▶ Task item
Below are several records. Retype exactly those lines running from the one with "Query: house on hillside" through the one with "Query: dark roof", end lines included, and no others.

▶ Excerpts from a dataset
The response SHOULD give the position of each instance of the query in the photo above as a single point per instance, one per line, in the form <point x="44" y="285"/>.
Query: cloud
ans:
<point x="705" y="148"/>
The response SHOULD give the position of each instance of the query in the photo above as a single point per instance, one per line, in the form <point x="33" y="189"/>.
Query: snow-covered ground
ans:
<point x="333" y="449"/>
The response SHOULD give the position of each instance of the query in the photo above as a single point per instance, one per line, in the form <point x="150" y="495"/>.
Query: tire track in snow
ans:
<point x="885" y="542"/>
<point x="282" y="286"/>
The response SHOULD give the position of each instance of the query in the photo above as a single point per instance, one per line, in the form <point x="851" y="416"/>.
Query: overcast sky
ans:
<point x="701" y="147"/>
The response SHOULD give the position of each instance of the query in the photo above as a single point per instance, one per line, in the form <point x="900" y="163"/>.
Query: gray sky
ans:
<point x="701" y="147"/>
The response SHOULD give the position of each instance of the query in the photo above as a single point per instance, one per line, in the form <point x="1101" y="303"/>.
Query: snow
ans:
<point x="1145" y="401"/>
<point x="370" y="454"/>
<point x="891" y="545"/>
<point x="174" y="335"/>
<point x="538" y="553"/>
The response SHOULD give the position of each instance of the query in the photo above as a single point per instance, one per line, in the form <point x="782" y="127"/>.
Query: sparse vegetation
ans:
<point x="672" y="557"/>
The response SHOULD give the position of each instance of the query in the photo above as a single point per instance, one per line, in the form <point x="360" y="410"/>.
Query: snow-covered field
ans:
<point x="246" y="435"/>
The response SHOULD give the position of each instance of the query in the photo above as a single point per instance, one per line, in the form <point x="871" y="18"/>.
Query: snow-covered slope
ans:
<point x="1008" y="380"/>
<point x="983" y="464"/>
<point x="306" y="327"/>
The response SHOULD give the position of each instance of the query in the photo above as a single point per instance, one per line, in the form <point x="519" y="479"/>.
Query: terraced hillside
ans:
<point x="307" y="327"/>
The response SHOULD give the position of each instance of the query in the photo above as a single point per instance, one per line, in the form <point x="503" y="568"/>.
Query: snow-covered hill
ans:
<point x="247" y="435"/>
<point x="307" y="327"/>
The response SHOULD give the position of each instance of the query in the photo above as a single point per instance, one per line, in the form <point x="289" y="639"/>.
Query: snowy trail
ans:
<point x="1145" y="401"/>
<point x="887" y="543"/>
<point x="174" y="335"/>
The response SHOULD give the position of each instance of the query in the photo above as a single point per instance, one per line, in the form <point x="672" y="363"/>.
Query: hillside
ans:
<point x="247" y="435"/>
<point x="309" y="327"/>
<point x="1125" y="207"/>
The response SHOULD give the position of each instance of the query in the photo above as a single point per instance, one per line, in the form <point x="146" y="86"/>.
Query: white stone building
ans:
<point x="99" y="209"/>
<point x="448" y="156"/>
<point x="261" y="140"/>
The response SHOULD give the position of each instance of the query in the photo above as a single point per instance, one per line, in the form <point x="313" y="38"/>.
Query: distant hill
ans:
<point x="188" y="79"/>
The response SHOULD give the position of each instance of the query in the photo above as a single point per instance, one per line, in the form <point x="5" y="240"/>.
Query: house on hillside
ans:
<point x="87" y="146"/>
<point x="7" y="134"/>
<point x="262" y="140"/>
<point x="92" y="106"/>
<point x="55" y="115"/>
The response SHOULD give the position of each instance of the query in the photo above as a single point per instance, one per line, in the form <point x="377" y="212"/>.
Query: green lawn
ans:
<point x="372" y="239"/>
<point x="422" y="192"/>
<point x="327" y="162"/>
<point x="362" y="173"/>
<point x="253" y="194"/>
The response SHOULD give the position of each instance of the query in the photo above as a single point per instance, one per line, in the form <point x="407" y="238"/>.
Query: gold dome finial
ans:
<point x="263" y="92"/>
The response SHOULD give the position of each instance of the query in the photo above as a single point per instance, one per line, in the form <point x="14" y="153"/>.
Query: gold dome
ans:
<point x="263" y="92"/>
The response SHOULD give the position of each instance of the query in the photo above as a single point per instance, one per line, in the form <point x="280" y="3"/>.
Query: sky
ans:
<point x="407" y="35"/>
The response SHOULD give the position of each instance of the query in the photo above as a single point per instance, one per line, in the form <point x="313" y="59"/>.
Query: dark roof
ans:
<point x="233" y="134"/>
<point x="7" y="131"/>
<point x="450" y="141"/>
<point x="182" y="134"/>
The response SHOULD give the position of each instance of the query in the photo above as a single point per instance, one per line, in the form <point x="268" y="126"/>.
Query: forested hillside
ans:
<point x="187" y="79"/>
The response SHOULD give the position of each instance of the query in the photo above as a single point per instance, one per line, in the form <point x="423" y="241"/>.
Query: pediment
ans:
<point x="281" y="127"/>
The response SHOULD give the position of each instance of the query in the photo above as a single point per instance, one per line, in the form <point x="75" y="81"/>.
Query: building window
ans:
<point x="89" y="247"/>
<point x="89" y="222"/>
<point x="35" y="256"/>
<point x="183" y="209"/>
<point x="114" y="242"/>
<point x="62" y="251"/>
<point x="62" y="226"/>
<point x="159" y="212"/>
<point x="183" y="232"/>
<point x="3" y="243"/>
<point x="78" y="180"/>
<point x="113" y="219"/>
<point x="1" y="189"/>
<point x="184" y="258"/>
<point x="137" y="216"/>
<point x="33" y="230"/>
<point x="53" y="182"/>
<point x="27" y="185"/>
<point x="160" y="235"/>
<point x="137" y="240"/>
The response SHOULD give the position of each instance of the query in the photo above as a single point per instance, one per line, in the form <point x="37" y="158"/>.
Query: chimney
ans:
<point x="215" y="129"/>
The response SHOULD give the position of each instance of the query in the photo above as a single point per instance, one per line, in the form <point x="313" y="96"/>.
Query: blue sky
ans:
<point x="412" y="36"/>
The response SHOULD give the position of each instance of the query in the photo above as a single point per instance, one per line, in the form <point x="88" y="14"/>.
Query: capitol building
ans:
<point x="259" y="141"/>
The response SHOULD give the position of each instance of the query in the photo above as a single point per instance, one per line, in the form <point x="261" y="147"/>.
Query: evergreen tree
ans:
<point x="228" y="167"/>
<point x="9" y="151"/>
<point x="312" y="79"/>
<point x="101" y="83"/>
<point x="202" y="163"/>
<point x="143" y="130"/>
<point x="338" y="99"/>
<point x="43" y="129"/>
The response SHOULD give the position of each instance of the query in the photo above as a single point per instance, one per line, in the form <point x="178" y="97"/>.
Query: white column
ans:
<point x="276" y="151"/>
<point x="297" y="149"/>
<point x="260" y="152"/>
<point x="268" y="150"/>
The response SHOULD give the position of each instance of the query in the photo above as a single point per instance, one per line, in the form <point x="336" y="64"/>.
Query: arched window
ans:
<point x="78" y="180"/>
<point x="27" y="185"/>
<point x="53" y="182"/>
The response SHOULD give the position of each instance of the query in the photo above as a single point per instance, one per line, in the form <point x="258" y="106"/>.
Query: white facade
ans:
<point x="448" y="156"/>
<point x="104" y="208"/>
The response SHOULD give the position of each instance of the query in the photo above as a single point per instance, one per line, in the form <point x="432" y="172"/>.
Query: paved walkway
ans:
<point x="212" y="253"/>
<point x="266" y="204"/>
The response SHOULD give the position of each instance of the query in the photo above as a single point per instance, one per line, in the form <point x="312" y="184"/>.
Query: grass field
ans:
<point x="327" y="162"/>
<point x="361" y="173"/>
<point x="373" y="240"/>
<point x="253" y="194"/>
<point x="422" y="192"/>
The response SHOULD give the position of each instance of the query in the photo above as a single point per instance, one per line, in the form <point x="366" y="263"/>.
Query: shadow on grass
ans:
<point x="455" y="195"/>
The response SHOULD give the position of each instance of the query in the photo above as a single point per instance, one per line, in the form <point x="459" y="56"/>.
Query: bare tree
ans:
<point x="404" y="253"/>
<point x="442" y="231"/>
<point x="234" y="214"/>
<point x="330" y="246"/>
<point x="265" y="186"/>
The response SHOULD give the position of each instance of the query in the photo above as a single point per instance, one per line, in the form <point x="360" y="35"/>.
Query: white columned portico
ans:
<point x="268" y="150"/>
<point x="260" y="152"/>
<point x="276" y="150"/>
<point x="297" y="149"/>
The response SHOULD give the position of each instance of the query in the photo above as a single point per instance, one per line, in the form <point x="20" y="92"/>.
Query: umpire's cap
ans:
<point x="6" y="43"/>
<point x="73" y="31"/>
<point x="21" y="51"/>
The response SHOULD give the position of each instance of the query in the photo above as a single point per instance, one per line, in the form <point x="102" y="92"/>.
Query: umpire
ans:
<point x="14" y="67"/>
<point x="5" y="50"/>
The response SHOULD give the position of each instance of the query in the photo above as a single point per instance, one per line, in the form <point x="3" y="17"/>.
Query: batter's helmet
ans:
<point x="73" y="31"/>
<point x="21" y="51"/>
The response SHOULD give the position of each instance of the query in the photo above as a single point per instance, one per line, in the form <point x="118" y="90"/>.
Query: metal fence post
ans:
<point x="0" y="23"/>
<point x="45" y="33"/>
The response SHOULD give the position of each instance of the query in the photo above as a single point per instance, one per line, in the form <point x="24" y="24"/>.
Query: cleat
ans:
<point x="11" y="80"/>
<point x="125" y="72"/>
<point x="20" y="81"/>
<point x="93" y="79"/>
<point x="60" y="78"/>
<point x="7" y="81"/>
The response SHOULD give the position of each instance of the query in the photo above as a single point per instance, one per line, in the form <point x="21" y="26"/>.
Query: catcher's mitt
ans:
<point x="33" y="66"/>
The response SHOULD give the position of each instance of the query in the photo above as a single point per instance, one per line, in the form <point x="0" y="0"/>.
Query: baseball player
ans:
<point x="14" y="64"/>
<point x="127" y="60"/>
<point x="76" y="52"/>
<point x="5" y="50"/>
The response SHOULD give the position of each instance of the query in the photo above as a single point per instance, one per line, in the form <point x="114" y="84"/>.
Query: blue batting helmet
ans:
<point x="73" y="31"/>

▶ Answer to this problem
Query: house on hillside
ans:
<point x="87" y="146"/>
<point x="7" y="134"/>
<point x="262" y="140"/>
<point x="92" y="106"/>
<point x="55" y="115"/>
The response SHOULD give the position of each instance of the query in the photo above as a single point per instance, one per line, in the form <point x="377" y="212"/>.
Query: green lawn
ans:
<point x="372" y="239"/>
<point x="422" y="192"/>
<point x="327" y="162"/>
<point x="362" y="173"/>
<point x="253" y="194"/>
The response SHOULD give the position of each instance of the query in the photo above as a single point per instance, one per line, in the form <point x="407" y="238"/>.
Query: gold dome finial
ans:
<point x="263" y="92"/>
The response SHOULD give the position of each instance of the query in the photo above as a single point per instance, one per line, in the form <point x="14" y="153"/>.
Query: gold dome
ans:
<point x="263" y="92"/>
The response SHOULD give the position of each instance of the query in the photo above as a single point per instance, one per line, in the form <point x="280" y="3"/>.
Query: sky
ans:
<point x="407" y="35"/>
The response SHOULD give the position of each instance of the query in the photo above as a single point per instance, one per line, in the form <point x="313" y="59"/>.
Query: dark roof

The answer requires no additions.